— Problem —
Could you reproduce, from the records below, everything from the line with "chandelier shown above." down to the line with "Target: arched alcove", keeping both of those lines and changing nothing?

+++++

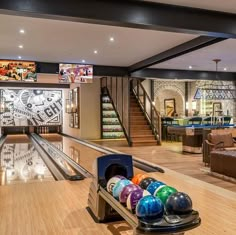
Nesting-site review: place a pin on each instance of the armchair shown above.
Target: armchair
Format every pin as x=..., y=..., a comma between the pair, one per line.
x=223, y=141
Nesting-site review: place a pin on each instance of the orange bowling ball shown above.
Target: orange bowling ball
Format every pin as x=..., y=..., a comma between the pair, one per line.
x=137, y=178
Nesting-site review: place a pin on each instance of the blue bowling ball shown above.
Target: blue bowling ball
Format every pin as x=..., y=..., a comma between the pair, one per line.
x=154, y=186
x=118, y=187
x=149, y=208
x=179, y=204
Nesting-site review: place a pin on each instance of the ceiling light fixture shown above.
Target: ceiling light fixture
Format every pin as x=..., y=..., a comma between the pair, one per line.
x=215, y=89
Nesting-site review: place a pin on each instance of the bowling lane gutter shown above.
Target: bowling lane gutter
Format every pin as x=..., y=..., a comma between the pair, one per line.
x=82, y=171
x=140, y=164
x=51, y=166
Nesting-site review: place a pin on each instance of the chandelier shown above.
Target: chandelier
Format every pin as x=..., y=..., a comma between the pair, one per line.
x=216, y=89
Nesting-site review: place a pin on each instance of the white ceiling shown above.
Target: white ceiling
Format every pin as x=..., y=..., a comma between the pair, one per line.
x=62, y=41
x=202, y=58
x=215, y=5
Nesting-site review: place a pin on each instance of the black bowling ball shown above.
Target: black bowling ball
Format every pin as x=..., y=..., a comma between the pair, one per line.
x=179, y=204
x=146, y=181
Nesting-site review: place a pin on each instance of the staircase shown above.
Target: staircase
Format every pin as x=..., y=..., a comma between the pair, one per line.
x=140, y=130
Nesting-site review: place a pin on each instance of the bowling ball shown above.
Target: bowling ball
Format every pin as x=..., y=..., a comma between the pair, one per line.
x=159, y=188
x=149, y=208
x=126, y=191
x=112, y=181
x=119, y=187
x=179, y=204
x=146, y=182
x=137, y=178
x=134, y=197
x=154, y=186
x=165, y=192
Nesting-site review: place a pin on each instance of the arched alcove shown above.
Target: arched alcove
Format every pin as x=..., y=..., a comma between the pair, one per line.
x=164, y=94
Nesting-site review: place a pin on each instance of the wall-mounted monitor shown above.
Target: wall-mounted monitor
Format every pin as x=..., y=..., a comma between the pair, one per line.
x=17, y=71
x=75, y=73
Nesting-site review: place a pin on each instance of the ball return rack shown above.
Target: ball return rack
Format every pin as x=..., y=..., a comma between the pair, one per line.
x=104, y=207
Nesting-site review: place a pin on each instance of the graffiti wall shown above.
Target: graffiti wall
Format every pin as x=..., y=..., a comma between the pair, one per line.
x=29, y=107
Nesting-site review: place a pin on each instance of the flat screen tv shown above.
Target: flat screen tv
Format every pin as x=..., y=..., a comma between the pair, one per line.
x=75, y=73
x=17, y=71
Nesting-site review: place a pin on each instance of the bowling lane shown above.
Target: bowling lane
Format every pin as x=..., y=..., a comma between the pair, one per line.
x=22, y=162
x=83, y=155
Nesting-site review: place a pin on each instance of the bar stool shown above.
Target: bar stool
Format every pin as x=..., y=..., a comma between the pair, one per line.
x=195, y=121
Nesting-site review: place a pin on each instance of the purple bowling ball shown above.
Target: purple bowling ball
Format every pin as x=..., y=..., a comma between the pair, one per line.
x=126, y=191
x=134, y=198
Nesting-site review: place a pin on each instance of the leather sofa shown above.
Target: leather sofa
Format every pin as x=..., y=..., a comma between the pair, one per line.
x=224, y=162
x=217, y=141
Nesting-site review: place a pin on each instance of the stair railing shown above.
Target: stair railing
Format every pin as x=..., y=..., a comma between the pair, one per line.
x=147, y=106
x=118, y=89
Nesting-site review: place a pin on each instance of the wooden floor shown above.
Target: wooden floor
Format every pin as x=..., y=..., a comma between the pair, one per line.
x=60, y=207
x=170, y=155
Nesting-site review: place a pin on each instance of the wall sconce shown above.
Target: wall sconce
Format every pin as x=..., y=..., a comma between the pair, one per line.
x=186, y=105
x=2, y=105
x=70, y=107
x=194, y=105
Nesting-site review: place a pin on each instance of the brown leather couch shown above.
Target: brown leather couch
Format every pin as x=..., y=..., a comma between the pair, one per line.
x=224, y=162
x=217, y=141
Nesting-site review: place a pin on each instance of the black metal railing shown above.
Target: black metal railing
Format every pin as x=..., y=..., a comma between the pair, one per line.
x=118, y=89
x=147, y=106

+++++

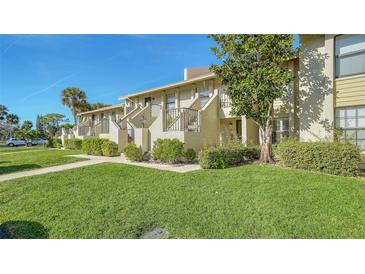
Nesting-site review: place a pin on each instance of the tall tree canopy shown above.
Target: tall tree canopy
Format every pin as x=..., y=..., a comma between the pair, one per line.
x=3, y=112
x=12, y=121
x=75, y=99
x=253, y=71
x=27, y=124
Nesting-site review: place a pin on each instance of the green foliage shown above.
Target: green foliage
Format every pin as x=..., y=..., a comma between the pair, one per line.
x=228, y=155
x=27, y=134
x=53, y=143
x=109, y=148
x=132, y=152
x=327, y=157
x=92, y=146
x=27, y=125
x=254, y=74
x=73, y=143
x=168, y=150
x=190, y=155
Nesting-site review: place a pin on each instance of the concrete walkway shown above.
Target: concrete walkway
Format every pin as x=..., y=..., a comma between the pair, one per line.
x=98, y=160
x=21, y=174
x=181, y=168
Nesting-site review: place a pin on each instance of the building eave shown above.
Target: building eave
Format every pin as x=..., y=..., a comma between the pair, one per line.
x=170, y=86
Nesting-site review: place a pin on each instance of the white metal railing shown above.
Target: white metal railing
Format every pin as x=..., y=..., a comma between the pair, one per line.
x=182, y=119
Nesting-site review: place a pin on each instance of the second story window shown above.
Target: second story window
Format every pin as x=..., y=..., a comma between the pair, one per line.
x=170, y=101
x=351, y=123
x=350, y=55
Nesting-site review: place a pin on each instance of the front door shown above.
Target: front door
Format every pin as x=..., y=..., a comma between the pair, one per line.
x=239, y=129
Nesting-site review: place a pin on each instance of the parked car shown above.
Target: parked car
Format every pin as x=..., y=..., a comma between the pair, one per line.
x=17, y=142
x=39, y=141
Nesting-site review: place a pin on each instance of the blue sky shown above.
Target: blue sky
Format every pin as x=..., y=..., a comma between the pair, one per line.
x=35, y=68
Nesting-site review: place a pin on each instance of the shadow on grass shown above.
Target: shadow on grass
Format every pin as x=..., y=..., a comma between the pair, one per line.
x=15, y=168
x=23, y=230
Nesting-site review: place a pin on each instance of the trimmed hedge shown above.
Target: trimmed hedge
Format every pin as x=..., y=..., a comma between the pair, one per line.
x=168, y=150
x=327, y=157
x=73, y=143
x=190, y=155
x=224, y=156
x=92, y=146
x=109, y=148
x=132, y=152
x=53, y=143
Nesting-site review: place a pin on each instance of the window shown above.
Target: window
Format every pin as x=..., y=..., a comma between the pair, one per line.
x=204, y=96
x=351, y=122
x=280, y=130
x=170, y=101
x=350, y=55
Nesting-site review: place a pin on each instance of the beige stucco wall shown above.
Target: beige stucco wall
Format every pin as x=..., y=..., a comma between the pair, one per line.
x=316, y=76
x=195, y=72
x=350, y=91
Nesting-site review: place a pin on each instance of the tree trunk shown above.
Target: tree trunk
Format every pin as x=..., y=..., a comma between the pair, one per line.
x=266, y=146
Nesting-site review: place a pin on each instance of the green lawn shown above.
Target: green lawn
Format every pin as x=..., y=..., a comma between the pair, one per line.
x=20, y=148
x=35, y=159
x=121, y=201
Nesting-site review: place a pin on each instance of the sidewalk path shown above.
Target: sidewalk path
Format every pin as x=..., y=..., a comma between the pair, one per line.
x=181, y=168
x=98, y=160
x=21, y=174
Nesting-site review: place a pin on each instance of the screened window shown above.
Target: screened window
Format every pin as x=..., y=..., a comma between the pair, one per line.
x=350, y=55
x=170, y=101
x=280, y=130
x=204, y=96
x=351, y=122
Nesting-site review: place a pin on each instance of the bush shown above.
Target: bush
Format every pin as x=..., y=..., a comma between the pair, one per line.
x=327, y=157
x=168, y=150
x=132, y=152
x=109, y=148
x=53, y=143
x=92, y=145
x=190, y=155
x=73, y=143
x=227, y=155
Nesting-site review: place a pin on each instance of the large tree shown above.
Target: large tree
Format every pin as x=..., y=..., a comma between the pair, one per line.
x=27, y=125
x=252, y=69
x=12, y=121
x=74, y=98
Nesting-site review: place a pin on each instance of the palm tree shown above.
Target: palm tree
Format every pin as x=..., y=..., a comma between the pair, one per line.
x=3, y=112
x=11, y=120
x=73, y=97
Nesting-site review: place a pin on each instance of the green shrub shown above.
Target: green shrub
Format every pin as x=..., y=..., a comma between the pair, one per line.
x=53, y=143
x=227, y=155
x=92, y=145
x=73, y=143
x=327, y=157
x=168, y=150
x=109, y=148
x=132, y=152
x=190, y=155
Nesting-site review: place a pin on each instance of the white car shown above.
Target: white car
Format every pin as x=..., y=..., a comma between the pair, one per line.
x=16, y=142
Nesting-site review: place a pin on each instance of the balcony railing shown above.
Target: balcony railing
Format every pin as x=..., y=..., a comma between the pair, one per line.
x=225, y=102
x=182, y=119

+++++

— Solution to this problem —
Nesting-site review: place a pin on each instance of the chandelier shown above.
Target: chandelier
Format every pin as x=..., y=..., a comma between the pair, one per line.
x=216, y=89
Nesting-site review: place a pin on each instance of the white ceiling shown above.
Target: white ceiling
Format every pin as x=..., y=..., a comma between the pair, one per line.
x=62, y=41
x=202, y=58
x=215, y=5
Nesting-site review: place a pin on each instance of the black bowling ball shown above.
Target: black bowling ball
Format every pin as x=..., y=..., a comma between the pair, one per line.
x=179, y=204
x=146, y=181
Nesting-site review: place a pin on each instance of the staircase shown above.
Target: staircase
Format every pin as x=..., y=..., a comma between the pair, one per line.
x=140, y=130
Nesting-site review: place a pin on each instance of the bowling ball shown above.
Target: bowling ball
Format every pin as x=..., y=..., a comma between the pair, one per line.
x=159, y=188
x=149, y=208
x=126, y=191
x=112, y=181
x=119, y=187
x=179, y=204
x=146, y=182
x=137, y=178
x=134, y=197
x=154, y=186
x=165, y=192
Nesting-site review: place a pin on each instance of the arched alcove shown above.
Target: arched alcove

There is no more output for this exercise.